++++ Study text

Action Request Protocol

When the agent needs to interact with the user's page (click buttons, scroll, navigate), it uses the Action Request Protocol:

Action Request Flow
Server                              Client
  │                                    │
  │── action_request (via SSE) ───────►│
  │   { correlationId, action, params }│
  │                                    │ Execute DOM action
  │                                    │ Capture page state
  │◄── POST /action-result ───────────│
  │   { correlationId, result,         │
  │     pageState }                    │
  │                                    │
  │ (agent loop continues)             │

How It Works

  • The agent decides to call a DOM tool (e.g., click)

++++++++
++++ Data excerpts

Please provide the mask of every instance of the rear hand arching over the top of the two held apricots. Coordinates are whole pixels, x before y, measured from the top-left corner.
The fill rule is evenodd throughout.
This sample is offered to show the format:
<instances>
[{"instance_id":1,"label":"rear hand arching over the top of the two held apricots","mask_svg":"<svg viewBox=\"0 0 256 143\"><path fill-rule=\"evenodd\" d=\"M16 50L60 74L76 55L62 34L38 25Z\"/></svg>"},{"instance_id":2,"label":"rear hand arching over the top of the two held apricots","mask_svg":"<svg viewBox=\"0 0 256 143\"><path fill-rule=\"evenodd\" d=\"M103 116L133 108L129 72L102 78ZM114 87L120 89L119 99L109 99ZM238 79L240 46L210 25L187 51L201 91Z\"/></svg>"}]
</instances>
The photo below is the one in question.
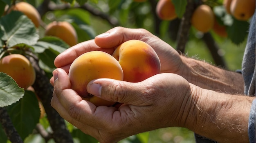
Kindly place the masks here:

++++++++

◆ Aim of the task ◆
In the Action Request Protocol text, what endpoint does the client send its POST to after running the DOM action?

◆ Your solution ◆
/action-result